## Exercise task
Could you reproduce the entries below word for word, starting with the line containing "687, row 797." and ending with the line containing "column 143, row 725", with both of those lines included?

## Extracted records
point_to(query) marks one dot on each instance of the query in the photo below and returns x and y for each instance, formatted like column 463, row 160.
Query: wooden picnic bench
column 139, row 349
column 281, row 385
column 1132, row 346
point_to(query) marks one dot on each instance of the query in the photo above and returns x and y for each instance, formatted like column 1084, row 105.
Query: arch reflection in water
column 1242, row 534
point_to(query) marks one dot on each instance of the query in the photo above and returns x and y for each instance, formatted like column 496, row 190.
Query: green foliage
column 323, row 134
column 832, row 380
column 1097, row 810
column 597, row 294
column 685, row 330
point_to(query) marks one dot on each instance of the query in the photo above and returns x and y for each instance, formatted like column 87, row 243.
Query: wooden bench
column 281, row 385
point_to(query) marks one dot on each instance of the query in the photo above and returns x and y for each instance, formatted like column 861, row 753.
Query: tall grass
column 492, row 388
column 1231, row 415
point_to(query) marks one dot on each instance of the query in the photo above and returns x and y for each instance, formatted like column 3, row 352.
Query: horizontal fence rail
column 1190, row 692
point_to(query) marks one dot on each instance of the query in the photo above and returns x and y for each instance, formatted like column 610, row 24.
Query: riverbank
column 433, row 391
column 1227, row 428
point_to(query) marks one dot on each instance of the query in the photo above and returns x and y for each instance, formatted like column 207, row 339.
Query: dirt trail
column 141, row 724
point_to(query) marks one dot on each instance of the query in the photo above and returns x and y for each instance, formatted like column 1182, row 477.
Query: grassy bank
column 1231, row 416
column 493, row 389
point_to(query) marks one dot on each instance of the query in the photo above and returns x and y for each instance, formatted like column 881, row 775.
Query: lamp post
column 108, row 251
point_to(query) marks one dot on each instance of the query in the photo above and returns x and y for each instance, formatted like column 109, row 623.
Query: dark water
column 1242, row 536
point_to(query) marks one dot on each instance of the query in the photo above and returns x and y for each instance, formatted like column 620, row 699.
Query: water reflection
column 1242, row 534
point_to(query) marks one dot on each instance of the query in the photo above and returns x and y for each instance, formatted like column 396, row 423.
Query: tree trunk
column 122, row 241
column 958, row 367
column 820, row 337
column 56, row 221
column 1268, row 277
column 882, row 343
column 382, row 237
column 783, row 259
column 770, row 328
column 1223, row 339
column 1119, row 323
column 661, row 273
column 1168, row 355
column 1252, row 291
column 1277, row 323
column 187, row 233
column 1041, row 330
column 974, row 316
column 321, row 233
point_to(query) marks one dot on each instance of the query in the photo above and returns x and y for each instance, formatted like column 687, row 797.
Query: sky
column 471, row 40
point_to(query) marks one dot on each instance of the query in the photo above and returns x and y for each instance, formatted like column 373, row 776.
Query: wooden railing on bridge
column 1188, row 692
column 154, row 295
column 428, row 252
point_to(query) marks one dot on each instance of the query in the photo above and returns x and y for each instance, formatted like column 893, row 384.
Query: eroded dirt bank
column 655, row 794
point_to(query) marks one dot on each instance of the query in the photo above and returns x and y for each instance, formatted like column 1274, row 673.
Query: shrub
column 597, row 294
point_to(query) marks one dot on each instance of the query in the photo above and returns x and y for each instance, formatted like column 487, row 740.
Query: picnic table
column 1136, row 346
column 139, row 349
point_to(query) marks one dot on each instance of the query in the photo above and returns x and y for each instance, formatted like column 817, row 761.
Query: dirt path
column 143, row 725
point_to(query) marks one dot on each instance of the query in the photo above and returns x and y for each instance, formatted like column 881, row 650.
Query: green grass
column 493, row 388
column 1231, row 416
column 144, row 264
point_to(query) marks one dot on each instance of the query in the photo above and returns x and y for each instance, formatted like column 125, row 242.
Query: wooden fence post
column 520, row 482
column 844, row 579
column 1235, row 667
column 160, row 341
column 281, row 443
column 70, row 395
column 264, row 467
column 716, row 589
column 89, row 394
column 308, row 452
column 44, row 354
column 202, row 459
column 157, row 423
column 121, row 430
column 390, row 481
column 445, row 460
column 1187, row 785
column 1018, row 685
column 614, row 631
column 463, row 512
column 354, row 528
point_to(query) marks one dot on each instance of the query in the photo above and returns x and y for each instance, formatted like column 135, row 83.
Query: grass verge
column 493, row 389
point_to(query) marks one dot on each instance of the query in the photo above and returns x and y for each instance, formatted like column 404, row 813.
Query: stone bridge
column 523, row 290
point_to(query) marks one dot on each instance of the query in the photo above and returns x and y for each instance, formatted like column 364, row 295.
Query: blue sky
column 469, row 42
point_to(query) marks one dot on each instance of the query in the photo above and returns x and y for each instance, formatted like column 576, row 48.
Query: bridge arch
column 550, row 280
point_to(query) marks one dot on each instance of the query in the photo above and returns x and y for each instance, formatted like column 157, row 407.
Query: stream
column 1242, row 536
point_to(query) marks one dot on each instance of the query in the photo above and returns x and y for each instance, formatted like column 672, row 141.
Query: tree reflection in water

## Solution to this exercise
point_to(query) marks one dot on each instance of the query in the photo above and returns x and y for each instance, formatted like column 687, row 797.
Query: sky
column 471, row 40
point_to(query) marks one dot on each instance of the query in the photo above and returns x and y for each instance, formatted like column 373, row 776.
Query: wooden railing on bridge
column 1188, row 692
column 154, row 295
column 428, row 252
point_to(query) marks one dot on each instance of the query in the photo above and returns x and y for each instance, formatted like column 893, row 384.
Query: eroded dirt bank
column 655, row 794
point_to(query) marks one dot on each instance of the query in the photo above and returns x and y for each instance, formatted like column 1274, row 673.
Query: shrub
column 597, row 294
point_to(query) marks one dot on each instance of the query in the photo above and returns x and y for each instance, formatted like column 487, row 740.
Query: picnic table
column 1136, row 346
column 139, row 349
point_to(query) marks one dot on each instance of the query in the photo above and returns x and y for each instance, formatted like column 817, row 761.
Query: dirt path
column 143, row 725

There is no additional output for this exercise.